## Work to be completed
Return the entire advice column below without changing a single word or punctuation mark.

** Passage for review follows **

Photo-Illustration: The Cut/Getty Images

Dear Randa,

I’ve got a not-so-dirty little secret: I’m 25 and have never been kissed. After some good ol’ therapy, I’m over a lot of my trust and intimacy issues, and I’m ready to make up for lost time and pucker up. The problem is I don’t know how to get started; I’m a great wingwoman, but I’ve never stepped into the arena myself. Plus, how do I tell someone I’ve never been kissed without it being a big thing? Do I tell them?

Sincerely,

Perpetual Wingwoman

Dear Perpetual Wingwoman,

While your predicament might feel unique, you’re not alone in feeling confused about what to do with your dating life. I can tell you from experience that the social norms of dating, including first kisses, are more nebulous and uncertain than ever.

You seem to have accepted where you’re at, but you’re concerned about how your lack of kissing experience may be a “big thing” to other people. I think you’re right to believe that you’ll be perceived differently if you tell someone you haven’t been kissed at 25 (the average age of a first kiss is 15), but just because you’re an outlier doesn’t mean you’re totally doomed.

My friend, whom I’ll call Jo, self-identifies as a late bloomer. She blames her lack of experience on her strict Asian immigrant parents and got on dating apps only when she graduated from college and left their clutches.

Jo’s approach to her first kiss may feel relatable: “I kind of brute-forced it, like, Okay, it’s time to grow the fuck up. You’re a type A person. It’s time to just put yourself on a fucking deadline. I was so ashamed because I was 22. Like, This should have happened by now.” She was worried that telling someone she had never been kissed would make her “look weak and embarrassed and less attractive.” Admitting to being a late bloomer may bring up some questions, but if someone drops you for it, they’re probably a big meanie and not worth your time.

** End of Passage for review **
** Material provided follows **

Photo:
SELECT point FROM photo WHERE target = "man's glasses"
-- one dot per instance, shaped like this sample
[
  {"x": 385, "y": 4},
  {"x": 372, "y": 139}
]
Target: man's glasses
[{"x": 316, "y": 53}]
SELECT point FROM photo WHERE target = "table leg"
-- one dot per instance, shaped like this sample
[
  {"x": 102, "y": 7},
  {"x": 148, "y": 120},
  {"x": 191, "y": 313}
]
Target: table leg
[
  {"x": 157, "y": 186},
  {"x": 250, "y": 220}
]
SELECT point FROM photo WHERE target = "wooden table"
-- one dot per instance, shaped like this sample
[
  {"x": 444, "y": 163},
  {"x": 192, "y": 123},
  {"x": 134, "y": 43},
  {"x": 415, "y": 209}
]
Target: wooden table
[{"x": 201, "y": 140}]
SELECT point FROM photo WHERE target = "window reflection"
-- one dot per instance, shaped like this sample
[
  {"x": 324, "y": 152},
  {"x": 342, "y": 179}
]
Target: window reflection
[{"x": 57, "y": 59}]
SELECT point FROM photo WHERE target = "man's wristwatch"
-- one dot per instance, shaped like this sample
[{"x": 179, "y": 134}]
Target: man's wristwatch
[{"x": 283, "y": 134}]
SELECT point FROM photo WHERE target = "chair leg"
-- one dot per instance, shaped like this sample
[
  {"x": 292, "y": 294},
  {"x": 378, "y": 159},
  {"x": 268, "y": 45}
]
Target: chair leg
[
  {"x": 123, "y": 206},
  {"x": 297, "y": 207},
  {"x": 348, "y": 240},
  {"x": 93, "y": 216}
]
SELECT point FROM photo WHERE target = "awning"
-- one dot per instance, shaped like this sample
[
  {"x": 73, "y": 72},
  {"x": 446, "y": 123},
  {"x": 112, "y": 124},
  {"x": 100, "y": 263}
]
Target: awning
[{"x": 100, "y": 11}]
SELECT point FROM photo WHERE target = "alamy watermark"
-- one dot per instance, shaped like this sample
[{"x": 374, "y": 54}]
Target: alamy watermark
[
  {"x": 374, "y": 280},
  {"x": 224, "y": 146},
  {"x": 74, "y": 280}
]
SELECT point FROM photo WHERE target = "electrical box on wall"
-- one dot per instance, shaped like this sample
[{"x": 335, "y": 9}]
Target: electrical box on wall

** End of Material provided **

## Expected answer
Photo-Illustration: The Cut/Getty Images

Dear Randa,

I’ve got a not-so-dirty little secret: I’m 25 and have never been kissed. After some good ol’ therapy, I’m over a lot of my trust and intimacy issues, and I’m ready to make up for lost time and pucker up. The problem is I don’t know how to get started; I’m a great wingwoman, but I’ve never stepped into the arena myself. Plus, how do I tell someone I’ve never been kissed without it being a big thing? Do I tell them?

Sincerely,

Perpetual Wingwoman

Dear Perpetual Wingwoman,

While your predicament might feel unique, you’re not alone in feeling confused about what to do with your dating life. I can tell you from experience that the social norms of dating, including first kisses, are more nebulous and uncertain than ever.

You seem to have accepted where you’re at, but you’re concerned about how your lack of kissing experience may be a “big thing” to other people. I think you’re right to believe that you’ll be perceived differently if you tell someone you haven’t been kissed at 25 (the average age of a first kiss is 15), but just because you’re an outlier doesn’t mean you’re totally doomed.

My friend, whom I’ll call Jo, self-identifies as a late bloomer. She blames her lack of experience on her strict Asian immigrant parents and got on dating apps only when she graduated from college and left their clutches.

Jo’s approach to her first kiss may feel relatable: “I kind of brute-forced it, like, Okay, it’s time to grow the fuck up. You’re a type A person. It’s time to just put yourself on a fucking deadline. I was so ashamed because I was 22. Like, This should have happened by now.” She was worried that telling someone she had never been kissed would make her “look weak and embarrassed and less attractive.” Admitting to being a late bloomer may bring up some questions, but if someone drops you for it, they’re probably a big meanie and not worth your time.